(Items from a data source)
>>
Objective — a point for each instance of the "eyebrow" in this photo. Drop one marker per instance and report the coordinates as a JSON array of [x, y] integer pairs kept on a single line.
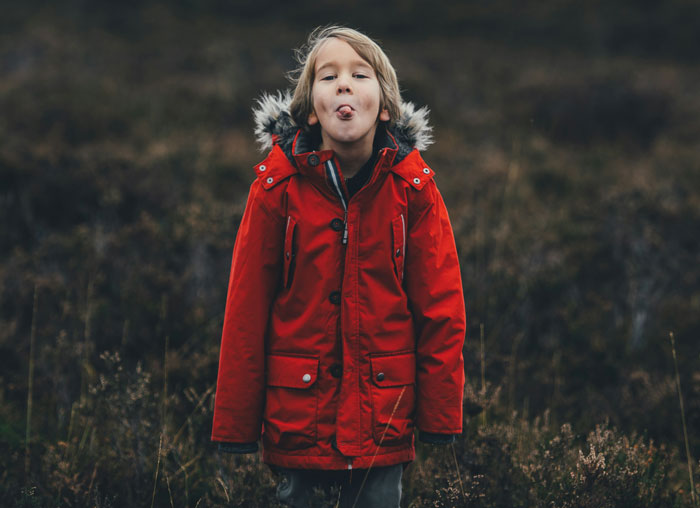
[[355, 63]]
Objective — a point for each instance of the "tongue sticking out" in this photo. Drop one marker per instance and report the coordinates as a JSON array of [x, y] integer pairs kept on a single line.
[[345, 111]]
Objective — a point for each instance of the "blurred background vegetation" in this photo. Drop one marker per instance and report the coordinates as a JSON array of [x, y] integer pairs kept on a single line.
[[566, 150]]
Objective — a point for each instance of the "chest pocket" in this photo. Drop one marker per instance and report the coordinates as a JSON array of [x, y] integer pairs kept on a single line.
[[289, 252], [398, 226]]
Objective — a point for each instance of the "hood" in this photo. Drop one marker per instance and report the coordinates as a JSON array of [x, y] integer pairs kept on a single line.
[[274, 124]]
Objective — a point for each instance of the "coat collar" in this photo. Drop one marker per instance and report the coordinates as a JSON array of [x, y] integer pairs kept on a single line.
[[274, 125], [274, 128]]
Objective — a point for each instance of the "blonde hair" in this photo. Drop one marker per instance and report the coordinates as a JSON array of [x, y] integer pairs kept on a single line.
[[303, 77]]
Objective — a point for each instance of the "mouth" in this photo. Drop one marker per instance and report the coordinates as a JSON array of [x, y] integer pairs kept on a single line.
[[345, 112]]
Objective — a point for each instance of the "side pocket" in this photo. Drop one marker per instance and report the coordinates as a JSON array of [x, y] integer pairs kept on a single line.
[[398, 226], [289, 253], [291, 402], [393, 397]]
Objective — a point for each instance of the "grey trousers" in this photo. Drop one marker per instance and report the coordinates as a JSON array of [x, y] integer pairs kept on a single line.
[[382, 489]]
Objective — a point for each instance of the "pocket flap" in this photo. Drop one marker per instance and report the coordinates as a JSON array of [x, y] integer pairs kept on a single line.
[[394, 370], [291, 371]]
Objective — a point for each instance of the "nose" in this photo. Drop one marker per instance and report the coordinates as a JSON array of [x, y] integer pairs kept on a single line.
[[344, 85]]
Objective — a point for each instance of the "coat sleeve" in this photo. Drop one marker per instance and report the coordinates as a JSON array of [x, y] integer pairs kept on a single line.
[[433, 285], [253, 282]]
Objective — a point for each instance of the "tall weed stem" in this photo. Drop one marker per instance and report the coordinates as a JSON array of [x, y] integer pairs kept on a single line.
[[685, 428]]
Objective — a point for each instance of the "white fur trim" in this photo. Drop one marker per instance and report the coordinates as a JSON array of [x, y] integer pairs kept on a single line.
[[272, 118]]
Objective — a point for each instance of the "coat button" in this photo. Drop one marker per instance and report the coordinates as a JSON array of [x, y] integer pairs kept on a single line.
[[336, 370], [337, 225]]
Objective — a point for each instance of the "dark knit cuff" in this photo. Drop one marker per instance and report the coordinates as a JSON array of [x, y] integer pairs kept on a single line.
[[431, 438], [238, 447]]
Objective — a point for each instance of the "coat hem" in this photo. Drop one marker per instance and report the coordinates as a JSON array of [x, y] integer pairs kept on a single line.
[[338, 462]]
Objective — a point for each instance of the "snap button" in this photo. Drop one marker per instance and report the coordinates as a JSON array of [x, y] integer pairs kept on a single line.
[[337, 224]]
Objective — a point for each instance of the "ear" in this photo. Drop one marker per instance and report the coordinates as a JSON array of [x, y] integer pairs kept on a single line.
[[313, 119]]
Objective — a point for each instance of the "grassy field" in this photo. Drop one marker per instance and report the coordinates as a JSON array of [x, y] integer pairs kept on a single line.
[[567, 153]]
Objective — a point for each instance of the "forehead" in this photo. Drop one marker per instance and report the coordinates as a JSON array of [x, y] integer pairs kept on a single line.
[[337, 52]]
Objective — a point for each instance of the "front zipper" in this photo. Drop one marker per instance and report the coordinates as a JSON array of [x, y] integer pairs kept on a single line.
[[334, 177], [403, 247]]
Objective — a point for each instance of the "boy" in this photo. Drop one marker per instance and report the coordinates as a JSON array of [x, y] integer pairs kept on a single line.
[[345, 318]]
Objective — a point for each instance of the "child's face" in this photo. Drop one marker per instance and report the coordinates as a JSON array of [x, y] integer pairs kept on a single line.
[[345, 95]]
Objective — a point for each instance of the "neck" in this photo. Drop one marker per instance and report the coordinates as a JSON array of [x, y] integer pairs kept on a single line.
[[352, 156]]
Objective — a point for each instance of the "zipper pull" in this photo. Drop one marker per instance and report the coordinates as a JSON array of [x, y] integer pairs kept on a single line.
[[345, 229]]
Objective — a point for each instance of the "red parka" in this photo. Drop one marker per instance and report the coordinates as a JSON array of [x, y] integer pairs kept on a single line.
[[345, 318]]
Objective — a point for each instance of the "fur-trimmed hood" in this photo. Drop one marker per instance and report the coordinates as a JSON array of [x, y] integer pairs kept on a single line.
[[274, 124]]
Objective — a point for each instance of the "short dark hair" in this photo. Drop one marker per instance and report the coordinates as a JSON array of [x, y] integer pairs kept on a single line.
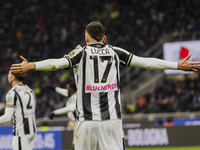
[[96, 30], [19, 76], [72, 86]]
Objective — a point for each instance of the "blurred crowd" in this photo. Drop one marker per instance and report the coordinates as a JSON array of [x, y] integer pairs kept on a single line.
[[50, 28], [170, 95]]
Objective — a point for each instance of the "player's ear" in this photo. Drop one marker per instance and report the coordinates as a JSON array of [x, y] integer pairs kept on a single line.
[[87, 39]]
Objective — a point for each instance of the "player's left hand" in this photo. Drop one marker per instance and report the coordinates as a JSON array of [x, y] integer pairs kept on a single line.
[[22, 67], [186, 65]]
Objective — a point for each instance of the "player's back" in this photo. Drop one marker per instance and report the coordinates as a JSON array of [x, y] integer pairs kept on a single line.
[[98, 85], [24, 101]]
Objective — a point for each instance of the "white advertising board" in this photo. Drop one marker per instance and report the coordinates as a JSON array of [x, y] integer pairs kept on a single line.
[[177, 51]]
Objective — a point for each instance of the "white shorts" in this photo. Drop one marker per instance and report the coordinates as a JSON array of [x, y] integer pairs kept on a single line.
[[24, 142], [98, 135]]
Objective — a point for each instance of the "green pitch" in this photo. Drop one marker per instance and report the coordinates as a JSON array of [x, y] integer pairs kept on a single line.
[[167, 148]]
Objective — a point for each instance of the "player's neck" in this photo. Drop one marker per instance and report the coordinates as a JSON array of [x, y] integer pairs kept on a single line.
[[16, 82], [94, 42]]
<<
WORK INSTRUCTIONS —
Rewrite everything from the start of the rows down to the line containing "[[355, 63]]" as a JSON list of strings, one string per line, with blank lines omitted. Leave the pictures out of the list.

FINAL ANSWER —
[
  "Objective — a point for each instance of the \"eyebrow\" in this photo. Drop one marker per instance and report the coordinates as a JSON array of [x, y] integer pairs kept on a single line.",
  "[[355, 63]]"
]